• [HOW TO COMPLETE THIS TASK]:
Keep every character as it is and output all of the records.

[Records from a dataset]

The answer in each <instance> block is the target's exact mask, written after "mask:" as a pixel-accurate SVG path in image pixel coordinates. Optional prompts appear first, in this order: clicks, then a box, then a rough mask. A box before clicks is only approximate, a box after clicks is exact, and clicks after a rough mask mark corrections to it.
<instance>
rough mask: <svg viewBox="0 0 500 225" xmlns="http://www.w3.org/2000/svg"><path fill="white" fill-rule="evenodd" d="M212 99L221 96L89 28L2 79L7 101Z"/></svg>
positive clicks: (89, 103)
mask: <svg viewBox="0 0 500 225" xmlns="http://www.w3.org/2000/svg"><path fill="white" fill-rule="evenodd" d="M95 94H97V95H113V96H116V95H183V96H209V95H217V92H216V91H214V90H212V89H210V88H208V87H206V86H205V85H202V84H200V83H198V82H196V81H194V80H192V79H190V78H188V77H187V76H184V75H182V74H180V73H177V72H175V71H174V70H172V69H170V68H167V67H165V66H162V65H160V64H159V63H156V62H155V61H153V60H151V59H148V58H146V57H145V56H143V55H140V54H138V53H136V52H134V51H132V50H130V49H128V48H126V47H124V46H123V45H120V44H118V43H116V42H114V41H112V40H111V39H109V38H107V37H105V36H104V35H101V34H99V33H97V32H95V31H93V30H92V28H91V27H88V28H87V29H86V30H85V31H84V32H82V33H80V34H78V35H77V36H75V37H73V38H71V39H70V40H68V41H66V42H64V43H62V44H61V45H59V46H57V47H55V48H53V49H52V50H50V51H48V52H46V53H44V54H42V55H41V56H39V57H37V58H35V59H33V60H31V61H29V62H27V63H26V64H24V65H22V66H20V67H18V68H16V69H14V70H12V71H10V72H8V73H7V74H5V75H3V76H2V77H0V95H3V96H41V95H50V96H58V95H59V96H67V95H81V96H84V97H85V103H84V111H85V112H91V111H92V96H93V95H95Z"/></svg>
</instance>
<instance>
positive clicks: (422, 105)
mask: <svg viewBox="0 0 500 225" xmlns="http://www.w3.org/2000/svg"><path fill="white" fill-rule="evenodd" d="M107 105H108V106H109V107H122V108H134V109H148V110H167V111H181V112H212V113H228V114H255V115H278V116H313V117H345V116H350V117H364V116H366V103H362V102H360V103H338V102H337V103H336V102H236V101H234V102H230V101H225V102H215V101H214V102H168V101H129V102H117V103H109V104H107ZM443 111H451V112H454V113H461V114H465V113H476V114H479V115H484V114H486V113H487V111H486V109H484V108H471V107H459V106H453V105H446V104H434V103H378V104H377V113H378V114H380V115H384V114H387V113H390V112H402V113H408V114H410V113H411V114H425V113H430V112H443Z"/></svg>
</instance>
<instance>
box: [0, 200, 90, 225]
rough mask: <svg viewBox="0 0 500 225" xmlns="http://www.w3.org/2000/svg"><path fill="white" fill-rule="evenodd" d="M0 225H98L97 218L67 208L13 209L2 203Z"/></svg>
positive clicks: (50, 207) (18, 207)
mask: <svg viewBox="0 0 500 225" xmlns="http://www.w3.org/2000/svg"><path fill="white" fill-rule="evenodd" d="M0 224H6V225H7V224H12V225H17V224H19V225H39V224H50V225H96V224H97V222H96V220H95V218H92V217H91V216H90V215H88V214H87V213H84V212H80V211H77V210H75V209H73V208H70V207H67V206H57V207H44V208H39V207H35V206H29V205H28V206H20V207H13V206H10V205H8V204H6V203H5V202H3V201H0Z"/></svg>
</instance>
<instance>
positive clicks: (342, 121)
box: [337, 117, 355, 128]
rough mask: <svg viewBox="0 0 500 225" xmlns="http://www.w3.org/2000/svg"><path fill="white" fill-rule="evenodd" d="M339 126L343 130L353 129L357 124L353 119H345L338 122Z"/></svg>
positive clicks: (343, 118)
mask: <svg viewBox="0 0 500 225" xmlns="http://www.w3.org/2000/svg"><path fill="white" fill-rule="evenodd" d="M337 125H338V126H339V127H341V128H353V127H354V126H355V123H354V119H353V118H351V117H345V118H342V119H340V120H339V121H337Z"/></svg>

• [OUTPUT FOR THIS EXERCISE]:
The answer in each <instance> block is the target's exact mask, written after "mask:" as a pixel-accurate SVG path in image pixel coordinates. Optional prompts appear first, in this order: clicks, then a box, then a rough mask. A box before clicks is only approximate, a box after clicks is exact, and clicks after a rough mask mark corrections to it.
<instance>
rough mask: <svg viewBox="0 0 500 225" xmlns="http://www.w3.org/2000/svg"><path fill="white" fill-rule="evenodd" d="M212 99L221 96L89 28L2 79L7 101Z"/></svg>
positive clicks: (89, 103)
mask: <svg viewBox="0 0 500 225" xmlns="http://www.w3.org/2000/svg"><path fill="white" fill-rule="evenodd" d="M95 94H97V95H113V96H116V95H183V96H209V95H217V92H216V91H214V90H212V89H210V88H208V87H206V86H205V85H202V84H200V83H198V82H196V81H194V80H192V79H190V78H188V77H187V76H184V75H182V74H180V73H177V72H175V71H174V70H172V69H170V68H167V67H165V66H162V65H160V64H159V63H156V62H155V61H153V60H151V59H148V58H146V57H145V56H143V55H140V54H138V53H136V52H134V51H132V50H130V49H128V48H126V47H124V46H123V45H120V44H118V43H116V42H114V41H112V40H111V39H109V38H107V37H105V36H104V35H101V34H99V33H97V32H95V31H93V30H92V28H91V27H88V28H87V29H86V30H85V31H84V32H82V33H80V34H78V35H77V36H75V37H73V38H71V39H70V40H68V41H66V42H64V43H62V44H61V45H59V46H57V47H55V48H53V49H52V50H50V51H48V52H46V53H44V54H42V55H41V56H39V57H37V58H35V59H33V60H31V61H29V62H27V63H26V64H24V65H22V66H20V67H18V68H16V69H14V70H12V71H10V72H8V73H7V74H5V75H3V76H2V77H0V95H3V96H41V95H50V96H58V95H59V96H67V95H81V96H84V97H85V103H84V111H85V112H91V111H92V96H93V95H95Z"/></svg>
</instance>
<instance>
positive clicks: (422, 105)
mask: <svg viewBox="0 0 500 225" xmlns="http://www.w3.org/2000/svg"><path fill="white" fill-rule="evenodd" d="M107 105H108V106H109V107H122V108H134V109H148V110H167V111H181V112H212V113H228V114H255V115H278V116H313V117H345V116H350V117H364V116H366V103H362V102H360V103H338V102H337V103H336V102H236V101H234V102H230V101H225V102H215V101H214V102H168V101H129V102H117V103H109V104H107ZM443 111H451V112H454V113H461V114H465V113H476V114H479V115H484V114H486V113H487V111H486V109H484V108H471V107H459V106H453V105H446V104H434V103H378V104H377V113H378V114H380V115H384V114H387V113H390V112H402V113H408V114H410V113H411V114H425V113H430V112H443Z"/></svg>
</instance>
<instance>
box: [0, 200, 90, 225]
rough mask: <svg viewBox="0 0 500 225" xmlns="http://www.w3.org/2000/svg"><path fill="white" fill-rule="evenodd" d="M0 225H98L97 218L67 208L13 209L2 203Z"/></svg>
positive clicks: (50, 207) (18, 207)
mask: <svg viewBox="0 0 500 225" xmlns="http://www.w3.org/2000/svg"><path fill="white" fill-rule="evenodd" d="M0 224H6V225H7V224H12V225H17V224H19V225H39V224H50V225H96V224H97V222H96V220H95V218H92V217H91V216H90V215H88V214H87V213H84V212H80V211H77V210H75V209H73V208H70V207H67V206H57V207H44V208H39V207H35V206H29V205H28V206H20V207H13V206H10V205H8V204H6V203H5V202H3V201H0Z"/></svg>
</instance>
<instance>
positive clicks: (342, 121)
box: [337, 117, 355, 128]
rough mask: <svg viewBox="0 0 500 225" xmlns="http://www.w3.org/2000/svg"><path fill="white" fill-rule="evenodd" d="M339 126L343 130L353 129L357 124L353 119H345L338 122Z"/></svg>
positive clicks: (343, 118)
mask: <svg viewBox="0 0 500 225" xmlns="http://www.w3.org/2000/svg"><path fill="white" fill-rule="evenodd" d="M337 125H338V126H339V127H341V128H353V127H354V126H355V123H354V119H353V118H351V117H345V118H342V119H340V120H339V121H337Z"/></svg>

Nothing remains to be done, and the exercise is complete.